◆ **EXERCISE REQUIREMENTS**: Without including any picture, copy the entries that follow word for word.

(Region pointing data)
※ ※ ※
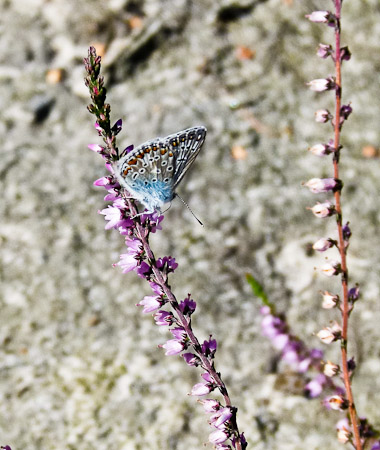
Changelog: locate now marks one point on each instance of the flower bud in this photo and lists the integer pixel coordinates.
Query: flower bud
(330, 369)
(321, 149)
(218, 437)
(345, 111)
(331, 268)
(323, 244)
(344, 431)
(324, 51)
(330, 334)
(336, 402)
(322, 84)
(319, 185)
(322, 115)
(323, 210)
(173, 347)
(345, 54)
(329, 300)
(321, 17)
(353, 294)
(200, 389)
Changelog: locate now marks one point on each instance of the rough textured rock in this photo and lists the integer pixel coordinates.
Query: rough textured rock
(80, 367)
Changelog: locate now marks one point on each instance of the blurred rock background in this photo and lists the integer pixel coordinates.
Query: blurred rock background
(79, 364)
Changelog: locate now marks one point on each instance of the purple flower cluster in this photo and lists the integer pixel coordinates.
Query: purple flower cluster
(123, 216)
(297, 355)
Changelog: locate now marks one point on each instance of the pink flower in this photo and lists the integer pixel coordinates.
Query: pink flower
(173, 347)
(218, 437)
(113, 215)
(331, 268)
(210, 405)
(323, 210)
(322, 115)
(329, 300)
(330, 369)
(95, 147)
(330, 334)
(200, 389)
(323, 244)
(150, 303)
(222, 416)
(321, 149)
(321, 84)
(322, 17)
(319, 185)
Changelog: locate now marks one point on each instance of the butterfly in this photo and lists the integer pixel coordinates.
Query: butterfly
(152, 171)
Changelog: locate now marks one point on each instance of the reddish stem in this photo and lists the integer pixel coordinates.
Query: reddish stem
(206, 364)
(341, 245)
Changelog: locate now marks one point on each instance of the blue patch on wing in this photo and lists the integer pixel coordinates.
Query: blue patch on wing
(153, 194)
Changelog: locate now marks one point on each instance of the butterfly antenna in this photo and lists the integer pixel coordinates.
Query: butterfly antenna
(188, 207)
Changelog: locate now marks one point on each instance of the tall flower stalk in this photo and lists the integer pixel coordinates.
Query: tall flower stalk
(338, 332)
(123, 215)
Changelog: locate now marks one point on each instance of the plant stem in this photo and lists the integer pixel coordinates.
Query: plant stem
(341, 245)
(206, 364)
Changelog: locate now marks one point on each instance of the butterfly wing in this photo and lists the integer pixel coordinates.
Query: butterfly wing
(186, 146)
(147, 173)
(153, 170)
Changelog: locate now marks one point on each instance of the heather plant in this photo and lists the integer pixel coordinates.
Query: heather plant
(332, 379)
(320, 375)
(136, 227)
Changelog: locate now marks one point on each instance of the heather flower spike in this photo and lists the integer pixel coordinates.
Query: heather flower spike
(346, 431)
(321, 149)
(319, 185)
(322, 84)
(122, 215)
(322, 17)
(323, 210)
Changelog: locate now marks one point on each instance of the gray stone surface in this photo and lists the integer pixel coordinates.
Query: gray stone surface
(79, 364)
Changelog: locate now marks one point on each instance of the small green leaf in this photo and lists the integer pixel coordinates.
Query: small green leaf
(258, 290)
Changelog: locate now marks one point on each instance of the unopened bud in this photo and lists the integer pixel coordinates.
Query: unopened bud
(331, 268)
(321, 149)
(343, 431)
(345, 54)
(336, 402)
(324, 51)
(330, 369)
(330, 334)
(322, 84)
(323, 244)
(329, 300)
(322, 115)
(322, 17)
(323, 210)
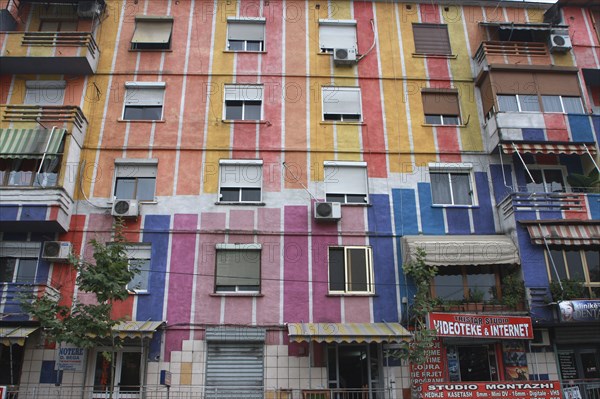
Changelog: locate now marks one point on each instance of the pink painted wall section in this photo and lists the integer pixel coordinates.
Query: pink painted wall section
(296, 255)
(373, 140)
(183, 251)
(268, 306)
(207, 307)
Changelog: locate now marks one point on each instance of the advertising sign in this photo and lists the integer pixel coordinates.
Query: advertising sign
(583, 310)
(501, 390)
(70, 358)
(481, 326)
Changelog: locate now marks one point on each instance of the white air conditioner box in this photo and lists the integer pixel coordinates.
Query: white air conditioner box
(56, 251)
(125, 208)
(327, 211)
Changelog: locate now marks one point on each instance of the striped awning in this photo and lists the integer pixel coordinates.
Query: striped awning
※ ※ ※
◆ **THE COMPLETED TASK**:
Changelog: locate now marks one point on each instance of the flower bud in this photo and lists the integer pixel coordinates.
Query: flower bud
(330, 369)
(321, 149)
(218, 437)
(345, 111)
(331, 268)
(323, 244)
(344, 431)
(324, 51)
(330, 334)
(336, 402)
(322, 84)
(319, 185)
(322, 115)
(323, 210)
(173, 347)
(345, 54)
(329, 300)
(321, 17)
(353, 294)
(200, 389)
Changelog: locate now marks one point on each instance of the rough textured rock in this photo and lists the integer pixel coordinates.
Query: rough textured rock
(80, 367)
Changelog: locate now marks one point on each instance of the blurred rock background in this photo and lists the integer pixel coordinates.
Query: blurred rock background
(79, 364)
Changelog: locate now marks one point on each instance of the purple flower cluster in this photo and lists the integer pixel coordinates.
Query: purple flower cluster
(123, 216)
(297, 355)
Changelog: locate now marks one point on each instance of the pink flower in this photo and lists the integer pixel coordinates.
Query: pink flower
(173, 347)
(218, 437)
(113, 215)
(331, 268)
(210, 405)
(323, 210)
(322, 115)
(329, 300)
(330, 369)
(95, 147)
(330, 334)
(200, 389)
(323, 244)
(150, 303)
(222, 416)
(321, 149)
(321, 84)
(322, 17)
(319, 185)
Changelog: locate now marks one point on each instance of the butterfly in this photo and lists the integer pixel coordinates.
Query: butterfly
(152, 171)
Changelog: locate now marks one point on each instance of the reddish stem in this photo and lists the integer pixel coordinates.
Query: reddish stem
(206, 364)
(341, 245)
Changelog: locate now marks one point on each instance of the blue patch on wing in this photo and lists the integer pixel coordinates.
Query: blue patch on wing
(153, 194)
Changelog: locate now marks one point on each instance of the butterfly antenna in this photo and lists the integer pixel coordinates.
Query: butterfly antenna
(188, 207)
Changelog: locate now marks one point on each instance of the tall flower stalk in this photo and lists the integer pixel coordinates.
Query: tall flower stalk
(338, 332)
(123, 215)
Changelog: locate now marks one point on each instance of the plant stem in this photo and lists the integer pixel coordinates.
Query: plant stem
(341, 245)
(206, 364)
Changelog: locate now marks one point on each instance of the butterfly wing in this photo and lists the integer pixel coordinates.
Query: butterfly wing
(186, 146)
(147, 173)
(153, 170)
Changelog: locate now marks one point on each instance of the heather plant in this photo and lists the integer pixel coordinates.
Query: heather plant
(332, 379)
(320, 375)
(136, 227)
Changelog: locate now marks one point on each instance of the heather flower spike in this photo and lists the integer pixel coordinates.
Query: heather flower spike
(346, 431)
(321, 149)
(319, 185)
(322, 84)
(122, 215)
(322, 17)
(323, 210)
Changelog: locate now marks one point on each instance of the gray stone surface in this photo and lists the integer pixel coordinates.
Query: gray stone surface
(79, 364)
Changelog: locate now marks one point on each instance of the small green leaf in this photo and lists the integer pixel coordinates.
Query: small green leaf
(258, 290)
Changelog: locate now marks one point on each instance of the unopened bud in this photo and lists the integer pixel coordinates.
Query: unopened bud
(331, 268)
(321, 149)
(343, 431)
(345, 54)
(336, 402)
(324, 51)
(330, 369)
(330, 334)
(322, 84)
(323, 244)
(329, 300)
(322, 115)
(322, 17)
(323, 210)
Changelog: locate now marks one point on each instance of the pink painted wall section in this photo and lists the integer pixel coordinates.
Query: pink painted wall section
(296, 255)
(373, 140)
(183, 251)
(268, 306)
(207, 307)
Changelog: locate now marks one point on each instance of the advertising sign in this photo and lists the integer pixel coordinates.
Query: advertising sign
(583, 310)
(501, 390)
(70, 358)
(481, 326)
Changelog: locate now marks one point on each instance of the white air conditioner box in this photo and lists the integer pixel coordinates.
Query: white air conditioner box
(56, 251)
(125, 208)
(327, 211)
Changelog: locate now marks one point on each instance of the striped awning in this photo and lists the integer pixel coordinates.
Query: striped awning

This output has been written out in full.